Referring expression pointing data:
━━━━━━━━━━━━━━━━━━━━
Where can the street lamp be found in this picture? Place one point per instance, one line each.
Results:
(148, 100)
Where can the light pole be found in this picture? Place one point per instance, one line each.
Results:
━━━━━━━━━━━━━━━━━━━━
The records above must be retyped in full. Keep each one exactly as it is.

Where can the street lamp be found in this picture? Place one point per instance, one line each.
Results:
(148, 100)
Where can the light pole be found in this picture? Place one point per instance, one line each.
Results:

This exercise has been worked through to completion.